### INFORMATION:
※

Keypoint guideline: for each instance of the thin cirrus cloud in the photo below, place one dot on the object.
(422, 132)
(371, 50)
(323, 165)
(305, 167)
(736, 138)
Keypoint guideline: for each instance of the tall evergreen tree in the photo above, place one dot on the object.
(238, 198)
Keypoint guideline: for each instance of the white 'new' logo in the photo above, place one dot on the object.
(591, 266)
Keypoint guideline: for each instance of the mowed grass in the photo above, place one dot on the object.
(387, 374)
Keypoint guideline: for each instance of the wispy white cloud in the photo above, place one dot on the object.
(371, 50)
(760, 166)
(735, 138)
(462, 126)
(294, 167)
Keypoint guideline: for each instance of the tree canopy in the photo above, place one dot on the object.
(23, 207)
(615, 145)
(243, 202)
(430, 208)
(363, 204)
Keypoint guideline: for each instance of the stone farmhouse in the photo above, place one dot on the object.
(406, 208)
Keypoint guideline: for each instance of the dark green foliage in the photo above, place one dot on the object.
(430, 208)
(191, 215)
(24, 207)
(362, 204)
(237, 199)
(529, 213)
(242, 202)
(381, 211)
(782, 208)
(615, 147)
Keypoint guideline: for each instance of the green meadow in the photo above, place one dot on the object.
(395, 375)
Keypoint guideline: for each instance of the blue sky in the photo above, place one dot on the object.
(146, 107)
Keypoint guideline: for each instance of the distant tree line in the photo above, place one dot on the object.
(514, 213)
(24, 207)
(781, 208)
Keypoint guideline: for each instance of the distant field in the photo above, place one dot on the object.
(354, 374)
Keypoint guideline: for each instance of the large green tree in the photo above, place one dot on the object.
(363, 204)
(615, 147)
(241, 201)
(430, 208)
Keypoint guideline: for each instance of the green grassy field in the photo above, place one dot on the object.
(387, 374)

※

### YOUR INSTRUCTIONS:
Your reply should be nothing but the lines from the one containing "Keypoint guideline: for each instance of the green grassy" through the last line above, copied exactly; please include both ends.

### ANSWER:
Keypoint guideline: for each instance of the green grassy field in the photo above, place one dot on the object.
(387, 374)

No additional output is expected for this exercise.